#### GIVEN PASSAGE:
(begin)

# Buckingham Mine , Quantocks, Somerset.



## Vurley (Nov 29, 2017)

Some images of the engine houses a rare site in Somerset.













The copper mine was mothballed in the 1830's.


----------



## Vurley (Nov 29, 2017)

The drainage adit blocked by collapse after about 30 metres.





The adit and beech grove engine house from my caving log.





The mine complex from my caving log.





Somerset Heritage Centre, Taunton hold an original plan and section of the mine.


----------



## Vurley (Nov 29, 2017)

A failed attempt to repair the adit where the roof lintels have collapsed.


----------



## Vurley (Nov 29, 2017)

The beech grove containing the ruined engine house and beneath which lie " wonderful caverns ".





The Glebe engine house from the lane.





A late 1700's account of the caverns.





The manhole down to the adit.





The beech grove from the adit portal.





Adit collapse near the manhole.


----------



## smiler (Nov 29, 2017)

Welcome to the forum Vurley, interesting post, do you know the depth of the main drive? Proper Job, Thanks


----------



## Electric (Dec 1, 2017)

Very interesting. I like your log. Welcome Vurley.


----------



## Rubex (Dec 1, 2017)

Interesting report and nice pics!


----------



## Vurley (Dec 2, 2017)

The mine was first worked above the water table at relatively shallow depth. The adit was driven through marl or softer rock presumably by a cut and cover process. The adit then entered harder rock before it reached the mine. The engine houses were used to pump water from lower sections of the mine. As far as I can tell the shafts to the surface were capped and still remain though their location is hard to place as the mine survey does not relate accurately to the surface.Many years ago the capping collapsed on one shaft revealing it to be intact. I dont know how this was remedied.All the mine appears to be on the estate belonging to Lady Gass and the adit is under a field belonging to a tenant farmer. Considering this to be a mothballed mine from the 1830's with extensive natural caves we have made several attempts to open up the adit. As the manhole is by a footpath we took it on ourselves to start work from there some years ago. Gradually we replaced the roof lintels until the tenant farmer asked us to stop pending evidence of third party insurance. ( which most cavers have ). Sadly we never got around to presenting this and the farmer died.The project has since stalled but the simple solution ( with permission )would be to excavate a shaft above the shallow adit at a point beyond the collapse. A new manhole could then be constructed.Things are complicated as water from the adit was being piped to a covered reservoir down the road. If this still happens I do not know.Some day everything will change as Lady Gass is getting on a bit.The project has been with us for nearly 40 years and no doubt will coninue. If only in our thoughts.

(end)

#### WORK TO COMPLETE:
[a] Name each member who posted in the Buckingham Mine thread above.
[b] Write what comes next in the Buckingham Mine thread, starting after its final post.

#### INFORMATION GIVEN:
(begin)

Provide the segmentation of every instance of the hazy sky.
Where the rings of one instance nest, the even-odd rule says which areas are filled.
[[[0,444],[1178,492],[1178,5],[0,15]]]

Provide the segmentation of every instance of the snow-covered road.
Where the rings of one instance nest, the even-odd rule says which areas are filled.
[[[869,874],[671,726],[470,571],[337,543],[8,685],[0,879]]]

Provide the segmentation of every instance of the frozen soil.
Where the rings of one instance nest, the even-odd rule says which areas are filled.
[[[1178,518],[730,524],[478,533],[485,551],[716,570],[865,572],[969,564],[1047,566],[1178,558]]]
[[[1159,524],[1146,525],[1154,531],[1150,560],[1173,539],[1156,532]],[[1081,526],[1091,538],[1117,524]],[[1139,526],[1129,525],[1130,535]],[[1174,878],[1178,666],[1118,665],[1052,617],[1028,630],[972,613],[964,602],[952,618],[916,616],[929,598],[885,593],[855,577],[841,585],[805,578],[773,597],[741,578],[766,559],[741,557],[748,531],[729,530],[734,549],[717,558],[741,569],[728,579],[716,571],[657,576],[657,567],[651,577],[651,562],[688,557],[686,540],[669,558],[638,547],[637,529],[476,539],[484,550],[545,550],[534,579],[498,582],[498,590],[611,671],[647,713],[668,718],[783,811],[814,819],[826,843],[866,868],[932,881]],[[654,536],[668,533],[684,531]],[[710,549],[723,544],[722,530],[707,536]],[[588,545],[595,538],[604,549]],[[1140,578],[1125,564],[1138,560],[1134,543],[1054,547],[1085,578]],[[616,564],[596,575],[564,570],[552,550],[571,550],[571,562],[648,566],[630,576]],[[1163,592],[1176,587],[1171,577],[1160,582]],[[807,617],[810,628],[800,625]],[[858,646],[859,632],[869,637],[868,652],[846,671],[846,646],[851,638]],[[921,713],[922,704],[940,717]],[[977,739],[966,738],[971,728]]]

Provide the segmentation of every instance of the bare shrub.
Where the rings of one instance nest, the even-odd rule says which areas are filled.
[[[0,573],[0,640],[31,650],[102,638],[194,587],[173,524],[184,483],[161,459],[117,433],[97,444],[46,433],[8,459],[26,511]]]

(end)
(begin)

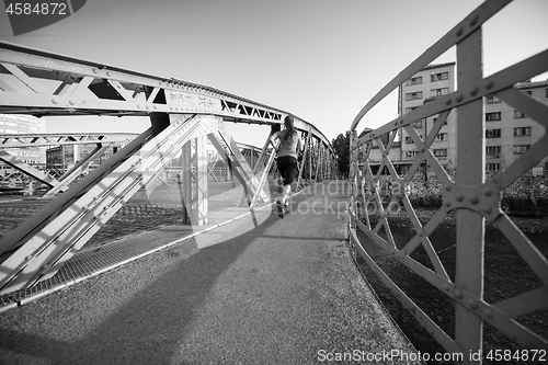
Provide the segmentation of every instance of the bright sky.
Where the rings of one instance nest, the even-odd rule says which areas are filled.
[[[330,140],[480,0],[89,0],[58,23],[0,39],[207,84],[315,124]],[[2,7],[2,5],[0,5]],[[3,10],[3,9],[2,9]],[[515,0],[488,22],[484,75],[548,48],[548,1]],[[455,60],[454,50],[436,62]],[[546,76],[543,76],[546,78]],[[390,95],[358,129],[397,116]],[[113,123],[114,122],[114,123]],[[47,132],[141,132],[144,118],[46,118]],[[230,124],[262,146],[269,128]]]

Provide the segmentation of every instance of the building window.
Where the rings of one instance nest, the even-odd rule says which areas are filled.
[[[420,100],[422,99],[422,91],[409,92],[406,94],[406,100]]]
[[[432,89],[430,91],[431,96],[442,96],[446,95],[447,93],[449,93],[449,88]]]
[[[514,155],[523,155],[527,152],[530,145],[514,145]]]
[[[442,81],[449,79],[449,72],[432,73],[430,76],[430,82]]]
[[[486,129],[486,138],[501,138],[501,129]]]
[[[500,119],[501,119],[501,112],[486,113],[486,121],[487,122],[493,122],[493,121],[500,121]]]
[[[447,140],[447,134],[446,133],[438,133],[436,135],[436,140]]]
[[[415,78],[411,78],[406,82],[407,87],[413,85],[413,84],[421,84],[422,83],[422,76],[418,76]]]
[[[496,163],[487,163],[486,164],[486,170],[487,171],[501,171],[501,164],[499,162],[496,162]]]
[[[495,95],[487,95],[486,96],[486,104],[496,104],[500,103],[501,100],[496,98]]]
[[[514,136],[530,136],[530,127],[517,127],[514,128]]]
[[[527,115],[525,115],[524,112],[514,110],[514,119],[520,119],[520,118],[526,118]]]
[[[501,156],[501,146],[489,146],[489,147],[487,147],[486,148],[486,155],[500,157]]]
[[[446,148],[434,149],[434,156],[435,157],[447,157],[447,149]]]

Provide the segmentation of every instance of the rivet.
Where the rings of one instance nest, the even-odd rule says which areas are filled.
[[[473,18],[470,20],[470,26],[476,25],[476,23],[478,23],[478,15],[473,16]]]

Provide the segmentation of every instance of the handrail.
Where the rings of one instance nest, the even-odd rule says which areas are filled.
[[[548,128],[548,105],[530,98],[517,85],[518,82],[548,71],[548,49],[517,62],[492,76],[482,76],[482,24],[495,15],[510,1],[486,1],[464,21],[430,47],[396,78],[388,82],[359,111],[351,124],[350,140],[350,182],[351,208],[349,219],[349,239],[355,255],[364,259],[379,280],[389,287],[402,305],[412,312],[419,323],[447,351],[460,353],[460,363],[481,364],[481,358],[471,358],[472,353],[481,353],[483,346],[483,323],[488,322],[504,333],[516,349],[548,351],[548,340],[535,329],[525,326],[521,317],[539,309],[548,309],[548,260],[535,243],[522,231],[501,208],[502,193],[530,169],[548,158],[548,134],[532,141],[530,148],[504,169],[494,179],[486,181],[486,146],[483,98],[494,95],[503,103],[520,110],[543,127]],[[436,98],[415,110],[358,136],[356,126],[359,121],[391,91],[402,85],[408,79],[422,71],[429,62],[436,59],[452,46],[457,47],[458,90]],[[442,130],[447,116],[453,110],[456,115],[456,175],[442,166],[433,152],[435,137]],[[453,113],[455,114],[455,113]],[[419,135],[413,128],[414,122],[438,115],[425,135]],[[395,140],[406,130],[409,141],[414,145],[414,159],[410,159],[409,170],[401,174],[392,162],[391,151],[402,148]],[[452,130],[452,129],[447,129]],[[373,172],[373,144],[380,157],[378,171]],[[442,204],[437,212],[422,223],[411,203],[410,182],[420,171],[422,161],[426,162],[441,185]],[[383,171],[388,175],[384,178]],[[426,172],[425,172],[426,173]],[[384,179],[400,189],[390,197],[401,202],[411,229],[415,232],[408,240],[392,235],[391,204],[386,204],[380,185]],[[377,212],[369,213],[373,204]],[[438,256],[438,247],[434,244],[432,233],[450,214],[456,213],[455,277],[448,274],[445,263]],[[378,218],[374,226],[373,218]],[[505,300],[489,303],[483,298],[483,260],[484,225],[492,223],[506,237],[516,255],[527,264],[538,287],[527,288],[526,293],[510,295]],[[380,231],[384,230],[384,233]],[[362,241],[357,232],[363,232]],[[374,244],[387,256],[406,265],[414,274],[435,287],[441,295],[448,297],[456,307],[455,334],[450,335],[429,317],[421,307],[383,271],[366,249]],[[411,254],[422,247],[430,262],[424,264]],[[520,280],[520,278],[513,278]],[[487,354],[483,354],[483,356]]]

(end)

#### EXPECTED RESPONSES:
[a] Vurley, smiler, Electric, Rubex

[b]
----------



## Vurley (Dec 2, 2017)

This is copyright from The Somerset Heritage Centre but I think I am OK in posting it here.It shows the mine in section plus three of the shafts and what I take to be the natural caverns.


----------



## Vurley (Dec 2, 2017)

This shows the effort cavers will put into accessing underground sites. The adit is much shallower.


----------



## smiler (Dec 2, 2017)

Thanks for that Vurley, most of our shafts have bin capped and adits blocked, but there's a few accessible still, Stay Safe.


----------



## prettyvacant71 (Dec 11, 2017)

Impressive stuff this Vurley! Much passion involved


----------



## Snailsford (Dec 12, 2017)

As PV has stated, you can see some awesome passion here!

Keep up the good work pal!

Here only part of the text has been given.